* **EXERCISE INSTRUCTIONS**: Wherever "below" turns up in the entries, copy out the line that holds it.

═══ DATA RECORDS

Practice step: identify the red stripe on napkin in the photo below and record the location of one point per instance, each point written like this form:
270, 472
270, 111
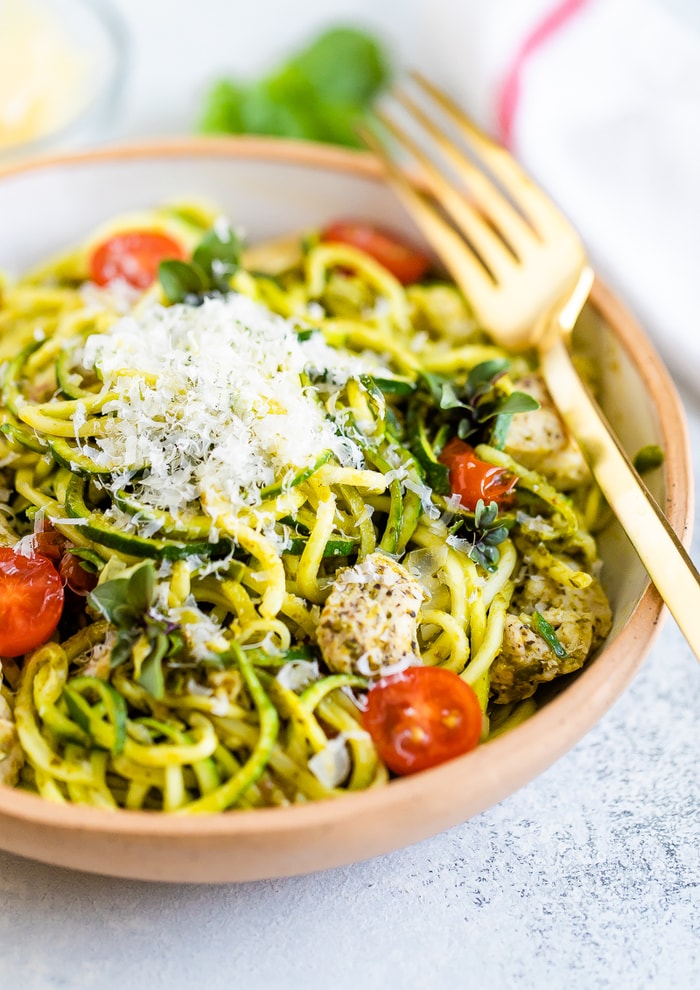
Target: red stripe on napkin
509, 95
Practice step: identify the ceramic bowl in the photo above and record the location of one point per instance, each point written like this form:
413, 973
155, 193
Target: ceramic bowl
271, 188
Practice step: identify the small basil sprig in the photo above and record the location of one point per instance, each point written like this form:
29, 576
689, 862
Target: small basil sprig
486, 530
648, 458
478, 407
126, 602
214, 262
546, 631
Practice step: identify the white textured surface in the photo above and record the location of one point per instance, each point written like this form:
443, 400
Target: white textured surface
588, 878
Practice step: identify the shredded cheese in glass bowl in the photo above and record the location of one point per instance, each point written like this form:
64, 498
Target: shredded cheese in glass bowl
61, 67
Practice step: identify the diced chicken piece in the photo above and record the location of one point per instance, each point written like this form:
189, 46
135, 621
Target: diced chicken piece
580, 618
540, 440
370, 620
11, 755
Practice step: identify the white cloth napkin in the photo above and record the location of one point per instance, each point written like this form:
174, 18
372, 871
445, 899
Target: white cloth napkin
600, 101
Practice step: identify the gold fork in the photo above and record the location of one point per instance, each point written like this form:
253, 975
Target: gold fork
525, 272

══════
═══ DATA RECORDS

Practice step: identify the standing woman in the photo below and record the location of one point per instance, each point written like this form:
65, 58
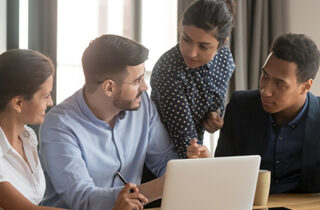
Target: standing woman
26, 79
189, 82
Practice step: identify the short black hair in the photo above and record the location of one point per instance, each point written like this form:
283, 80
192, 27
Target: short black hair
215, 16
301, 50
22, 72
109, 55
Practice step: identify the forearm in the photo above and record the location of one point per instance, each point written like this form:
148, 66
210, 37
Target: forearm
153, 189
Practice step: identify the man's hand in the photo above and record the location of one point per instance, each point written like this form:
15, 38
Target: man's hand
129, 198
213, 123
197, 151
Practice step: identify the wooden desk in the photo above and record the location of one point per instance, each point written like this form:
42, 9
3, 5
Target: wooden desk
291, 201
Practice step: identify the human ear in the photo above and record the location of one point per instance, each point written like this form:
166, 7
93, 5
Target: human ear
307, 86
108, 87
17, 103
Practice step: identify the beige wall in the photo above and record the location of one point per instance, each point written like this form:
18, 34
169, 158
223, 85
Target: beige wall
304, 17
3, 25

══════

* **THE ANSWER**:
Practice step: identify the red stripe on napkin in the photo below and record the location of one point per instance, each point written like this form:
Practice step: identify the standing woman in the photo below and record the location of one point per instance, each point written like this form:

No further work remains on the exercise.